_Extrait du texte_.
----
Détention de Patrice Nganang au Cameroun : « On ne peut pas interdire à un citoyen d’avoir des opinions »
Maître Emmanuel Simh, l’avocat de Patrice Nganang, fait le point sur la procédure visant l’écrivain arrêté le 6 décembre dernier à l’aéroport de Douala, alors qu’il s’apprêtait à prendre un avion pour Harare, au Zimbabwe. Le 3 décembre, l’écrivain avait posté sur Facebook un texte dans lequel il menaçait « de donner une balle exactement dans le front de Paul Biya ».
Patrice Nganang a « disparu » le 6 décembre dernier à l’aéroport de Douala, alors qu’il s’apprêtait à prendre un vol de Kenya Airways pour Harare, au Zimbabwe, pour des raisons familiales. L’enseignant de littérature à la Stony Brook University de New York, qui est aussi un pamphlétaire virulent à l’égard du régime de Paul Biya, achevait ainsi une enquête de terrain effectuée dans une dizaine de villes anglophones, dont Jeune Afrique a publié le carnet de route la veille de sa disparition.
----
_Matériel fourni_.
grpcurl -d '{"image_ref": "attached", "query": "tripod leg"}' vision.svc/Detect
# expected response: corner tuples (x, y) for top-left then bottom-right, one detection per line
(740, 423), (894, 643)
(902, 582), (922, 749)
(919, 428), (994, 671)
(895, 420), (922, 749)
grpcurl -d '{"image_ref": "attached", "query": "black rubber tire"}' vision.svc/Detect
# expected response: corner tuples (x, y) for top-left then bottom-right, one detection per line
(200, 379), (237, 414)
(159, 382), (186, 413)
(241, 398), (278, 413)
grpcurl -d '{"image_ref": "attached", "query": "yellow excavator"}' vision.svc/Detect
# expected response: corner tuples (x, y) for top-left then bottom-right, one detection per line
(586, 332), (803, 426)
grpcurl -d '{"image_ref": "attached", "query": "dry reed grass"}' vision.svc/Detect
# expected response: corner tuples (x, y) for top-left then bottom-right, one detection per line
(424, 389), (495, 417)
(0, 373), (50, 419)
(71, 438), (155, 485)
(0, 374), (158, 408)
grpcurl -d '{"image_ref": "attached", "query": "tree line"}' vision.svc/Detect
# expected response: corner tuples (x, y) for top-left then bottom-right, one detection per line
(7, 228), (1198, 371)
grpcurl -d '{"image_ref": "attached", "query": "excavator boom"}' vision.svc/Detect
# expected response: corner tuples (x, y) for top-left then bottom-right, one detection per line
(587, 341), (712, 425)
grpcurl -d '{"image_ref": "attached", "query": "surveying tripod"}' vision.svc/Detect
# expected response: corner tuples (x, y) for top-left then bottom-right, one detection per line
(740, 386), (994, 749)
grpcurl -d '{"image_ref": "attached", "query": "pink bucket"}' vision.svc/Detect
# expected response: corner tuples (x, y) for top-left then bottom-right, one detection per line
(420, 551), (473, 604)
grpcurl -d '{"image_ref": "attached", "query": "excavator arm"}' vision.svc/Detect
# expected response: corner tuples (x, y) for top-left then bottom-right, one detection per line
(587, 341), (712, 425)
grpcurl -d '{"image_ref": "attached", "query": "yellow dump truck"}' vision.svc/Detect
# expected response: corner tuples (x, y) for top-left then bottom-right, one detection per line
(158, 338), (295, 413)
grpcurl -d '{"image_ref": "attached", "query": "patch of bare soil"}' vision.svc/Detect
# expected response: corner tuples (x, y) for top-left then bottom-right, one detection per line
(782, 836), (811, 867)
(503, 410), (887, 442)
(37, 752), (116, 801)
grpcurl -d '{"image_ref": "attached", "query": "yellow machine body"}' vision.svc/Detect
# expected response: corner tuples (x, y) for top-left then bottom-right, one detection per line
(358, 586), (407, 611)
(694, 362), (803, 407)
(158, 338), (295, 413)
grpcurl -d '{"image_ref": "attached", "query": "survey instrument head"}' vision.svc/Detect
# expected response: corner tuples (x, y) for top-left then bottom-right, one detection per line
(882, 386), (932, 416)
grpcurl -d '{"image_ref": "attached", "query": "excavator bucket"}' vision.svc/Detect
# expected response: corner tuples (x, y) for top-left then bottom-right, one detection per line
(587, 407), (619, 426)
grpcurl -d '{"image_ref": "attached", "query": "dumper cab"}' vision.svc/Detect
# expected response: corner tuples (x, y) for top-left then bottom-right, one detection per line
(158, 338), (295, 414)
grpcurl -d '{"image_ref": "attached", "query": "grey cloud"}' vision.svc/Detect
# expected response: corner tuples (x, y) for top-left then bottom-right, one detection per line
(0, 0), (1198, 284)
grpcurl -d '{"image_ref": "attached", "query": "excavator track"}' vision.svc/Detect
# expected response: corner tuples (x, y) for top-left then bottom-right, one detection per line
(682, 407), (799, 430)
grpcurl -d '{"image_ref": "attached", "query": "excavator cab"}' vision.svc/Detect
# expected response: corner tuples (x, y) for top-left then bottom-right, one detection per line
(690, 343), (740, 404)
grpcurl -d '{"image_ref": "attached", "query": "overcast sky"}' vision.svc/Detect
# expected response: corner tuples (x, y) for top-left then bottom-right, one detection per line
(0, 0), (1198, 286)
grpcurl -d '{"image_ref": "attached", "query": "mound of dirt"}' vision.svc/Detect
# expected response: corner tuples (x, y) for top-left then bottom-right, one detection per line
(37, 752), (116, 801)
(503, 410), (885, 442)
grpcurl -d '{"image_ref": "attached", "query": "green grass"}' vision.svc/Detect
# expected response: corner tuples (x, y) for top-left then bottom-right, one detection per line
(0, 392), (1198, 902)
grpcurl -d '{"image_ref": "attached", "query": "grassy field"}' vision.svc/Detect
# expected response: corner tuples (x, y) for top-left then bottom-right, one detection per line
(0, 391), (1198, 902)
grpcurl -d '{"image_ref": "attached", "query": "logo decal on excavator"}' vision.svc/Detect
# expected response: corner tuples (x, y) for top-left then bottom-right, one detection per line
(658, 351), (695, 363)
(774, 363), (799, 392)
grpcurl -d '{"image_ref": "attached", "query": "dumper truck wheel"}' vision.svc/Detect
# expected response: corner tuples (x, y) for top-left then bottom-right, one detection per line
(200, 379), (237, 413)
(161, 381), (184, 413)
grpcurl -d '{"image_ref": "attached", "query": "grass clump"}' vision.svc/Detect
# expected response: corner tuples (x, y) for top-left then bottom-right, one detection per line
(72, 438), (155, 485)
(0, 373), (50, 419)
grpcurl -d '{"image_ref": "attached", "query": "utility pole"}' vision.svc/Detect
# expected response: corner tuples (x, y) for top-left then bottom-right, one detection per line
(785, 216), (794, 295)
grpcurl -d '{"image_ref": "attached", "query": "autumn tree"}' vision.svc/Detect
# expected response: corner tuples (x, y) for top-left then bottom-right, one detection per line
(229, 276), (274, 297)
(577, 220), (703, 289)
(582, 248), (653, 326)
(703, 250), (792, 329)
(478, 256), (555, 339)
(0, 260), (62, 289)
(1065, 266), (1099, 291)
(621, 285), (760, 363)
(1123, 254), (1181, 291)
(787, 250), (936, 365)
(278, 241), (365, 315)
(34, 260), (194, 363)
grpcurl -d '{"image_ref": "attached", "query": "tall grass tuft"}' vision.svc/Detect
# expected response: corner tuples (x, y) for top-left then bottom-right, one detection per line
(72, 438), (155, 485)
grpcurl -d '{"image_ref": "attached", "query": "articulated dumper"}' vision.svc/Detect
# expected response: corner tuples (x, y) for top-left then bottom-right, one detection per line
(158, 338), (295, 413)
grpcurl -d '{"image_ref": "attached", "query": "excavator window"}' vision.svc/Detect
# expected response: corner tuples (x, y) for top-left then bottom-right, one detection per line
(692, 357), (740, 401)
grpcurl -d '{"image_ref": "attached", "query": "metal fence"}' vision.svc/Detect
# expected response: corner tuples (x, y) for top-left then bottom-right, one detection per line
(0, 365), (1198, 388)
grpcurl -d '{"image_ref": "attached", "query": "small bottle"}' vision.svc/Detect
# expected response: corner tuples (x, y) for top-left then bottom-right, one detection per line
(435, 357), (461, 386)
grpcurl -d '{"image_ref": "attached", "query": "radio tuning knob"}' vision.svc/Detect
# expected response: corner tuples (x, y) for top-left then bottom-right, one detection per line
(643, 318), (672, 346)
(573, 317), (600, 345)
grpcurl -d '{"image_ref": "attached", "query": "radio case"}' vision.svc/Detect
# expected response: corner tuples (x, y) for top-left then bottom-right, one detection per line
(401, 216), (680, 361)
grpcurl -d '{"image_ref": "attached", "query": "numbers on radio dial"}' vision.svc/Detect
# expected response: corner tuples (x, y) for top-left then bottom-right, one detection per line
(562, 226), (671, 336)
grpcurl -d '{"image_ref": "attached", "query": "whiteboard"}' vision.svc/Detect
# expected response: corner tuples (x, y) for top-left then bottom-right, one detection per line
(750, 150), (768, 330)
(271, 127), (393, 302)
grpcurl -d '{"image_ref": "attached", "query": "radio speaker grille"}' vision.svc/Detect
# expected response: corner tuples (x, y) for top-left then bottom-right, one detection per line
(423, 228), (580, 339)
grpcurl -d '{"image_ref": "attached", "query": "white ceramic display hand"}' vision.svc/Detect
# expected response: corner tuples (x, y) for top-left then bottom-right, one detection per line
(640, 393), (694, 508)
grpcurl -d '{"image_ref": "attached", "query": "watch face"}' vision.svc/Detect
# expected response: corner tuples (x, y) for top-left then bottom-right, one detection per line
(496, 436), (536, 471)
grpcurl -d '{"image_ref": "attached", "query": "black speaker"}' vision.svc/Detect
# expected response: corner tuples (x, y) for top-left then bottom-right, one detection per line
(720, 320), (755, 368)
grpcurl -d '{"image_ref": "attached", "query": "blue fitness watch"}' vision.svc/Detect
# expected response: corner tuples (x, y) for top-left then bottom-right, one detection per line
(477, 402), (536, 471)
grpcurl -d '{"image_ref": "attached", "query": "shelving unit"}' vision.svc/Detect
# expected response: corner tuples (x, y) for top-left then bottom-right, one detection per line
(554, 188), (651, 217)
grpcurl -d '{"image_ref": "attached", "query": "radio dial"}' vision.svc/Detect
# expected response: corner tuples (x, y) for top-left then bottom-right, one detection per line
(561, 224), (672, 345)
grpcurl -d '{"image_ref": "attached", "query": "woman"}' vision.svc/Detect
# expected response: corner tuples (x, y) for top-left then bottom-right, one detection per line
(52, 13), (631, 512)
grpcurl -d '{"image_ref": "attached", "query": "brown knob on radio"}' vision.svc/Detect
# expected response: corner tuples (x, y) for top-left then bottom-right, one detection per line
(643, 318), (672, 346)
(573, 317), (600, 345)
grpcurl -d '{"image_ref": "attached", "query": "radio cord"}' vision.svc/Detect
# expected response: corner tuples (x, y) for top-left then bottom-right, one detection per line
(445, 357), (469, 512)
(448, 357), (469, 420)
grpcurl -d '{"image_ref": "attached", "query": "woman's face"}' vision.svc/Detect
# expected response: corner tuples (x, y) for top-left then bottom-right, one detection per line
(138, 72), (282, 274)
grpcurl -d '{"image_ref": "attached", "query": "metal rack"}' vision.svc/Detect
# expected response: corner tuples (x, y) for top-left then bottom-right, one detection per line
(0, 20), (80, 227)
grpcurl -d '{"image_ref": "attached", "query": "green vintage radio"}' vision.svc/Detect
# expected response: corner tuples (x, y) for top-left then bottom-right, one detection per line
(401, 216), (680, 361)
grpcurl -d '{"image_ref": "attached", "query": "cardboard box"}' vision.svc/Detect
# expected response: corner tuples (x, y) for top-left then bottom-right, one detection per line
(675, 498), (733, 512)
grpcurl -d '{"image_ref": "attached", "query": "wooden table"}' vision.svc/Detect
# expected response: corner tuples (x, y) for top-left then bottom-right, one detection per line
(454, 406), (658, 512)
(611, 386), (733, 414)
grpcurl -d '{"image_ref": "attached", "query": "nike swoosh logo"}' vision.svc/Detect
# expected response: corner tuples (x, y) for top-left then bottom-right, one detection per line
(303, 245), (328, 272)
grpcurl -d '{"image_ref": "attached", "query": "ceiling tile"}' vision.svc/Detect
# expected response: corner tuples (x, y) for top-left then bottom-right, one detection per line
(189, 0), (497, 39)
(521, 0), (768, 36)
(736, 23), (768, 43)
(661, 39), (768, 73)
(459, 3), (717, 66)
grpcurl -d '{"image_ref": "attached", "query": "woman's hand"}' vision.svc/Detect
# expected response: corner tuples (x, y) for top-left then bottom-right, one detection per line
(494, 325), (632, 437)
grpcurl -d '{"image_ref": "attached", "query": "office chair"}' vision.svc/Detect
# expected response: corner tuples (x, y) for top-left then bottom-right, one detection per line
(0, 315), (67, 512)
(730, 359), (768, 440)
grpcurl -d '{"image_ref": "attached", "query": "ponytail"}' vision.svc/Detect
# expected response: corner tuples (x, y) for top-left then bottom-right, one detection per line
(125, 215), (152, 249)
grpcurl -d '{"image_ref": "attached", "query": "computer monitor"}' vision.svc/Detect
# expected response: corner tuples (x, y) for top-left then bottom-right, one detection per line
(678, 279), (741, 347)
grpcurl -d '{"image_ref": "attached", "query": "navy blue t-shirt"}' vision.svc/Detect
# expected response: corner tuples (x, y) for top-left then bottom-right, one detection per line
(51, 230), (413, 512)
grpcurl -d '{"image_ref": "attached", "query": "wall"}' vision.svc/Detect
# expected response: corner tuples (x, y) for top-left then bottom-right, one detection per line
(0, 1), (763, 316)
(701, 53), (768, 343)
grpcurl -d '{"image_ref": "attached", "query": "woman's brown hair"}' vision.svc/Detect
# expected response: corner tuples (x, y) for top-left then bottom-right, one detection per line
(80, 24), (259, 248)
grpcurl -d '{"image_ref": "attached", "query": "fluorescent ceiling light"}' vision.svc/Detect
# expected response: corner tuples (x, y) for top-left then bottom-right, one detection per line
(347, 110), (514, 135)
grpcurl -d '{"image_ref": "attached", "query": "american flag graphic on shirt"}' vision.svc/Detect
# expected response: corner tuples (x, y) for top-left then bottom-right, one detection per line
----
_Ensemble de consignes_.
**A)** Dans le texte sur la détention de Patrice Nganang, avec quelle compagnie aérienne l'écrivain devait-il partir pour Harare ?
**B)** Poursuivez le texte sur la détention de Patrice Nganang à la suite de sa dernière phrase.

_Les réponses_.
**A)** Avec Kenya Airways.

**B)**
Sans nouvelles de lui, son épouse a alerté les médias. Il sera finalement retrouvé par son avocat, Emmanuel Simh, qui confirme dans un communiqué ce que les observateurs soupçonnaient : « Il a été arrêté le 6 à Douala, menotté et conduit à Yaoundé dans une voiture qui l’attendait. Il est gardé à vue dans les locaux de la police judiciaire, après qu’on ait confisqué ses téléphones. Il a été délesté de tout ce qu’il avait, sur procès-verbal, et ne pouvait donc communiquer avec personne. Le lendemain, il a été notifié du motif de son arrestation, à savoir l’outrage au président de la République, suivant un post publié sur son mur Facebook. »
>>> A LIRE – Cameroun : carnet de route de l’écrivain Patrice Nganang en zone (dite) anglophone
La nouvelle est reprise par les médias du monde entier. Les appels pour sa libération se multiplient. Un collectif d’écrivains a lancé une pétition pour sa libération immédiate, qui a déjà recueilli 5 000 signatures. L’écrivain-activiste, lui, est actuellement toujours en garde à vue.
La police nous a informés que les autorités abandonnaient l’outrage au président de la République
Jeune Afrique : Pourquoi votre client est-il toujours entre les mains de la police ?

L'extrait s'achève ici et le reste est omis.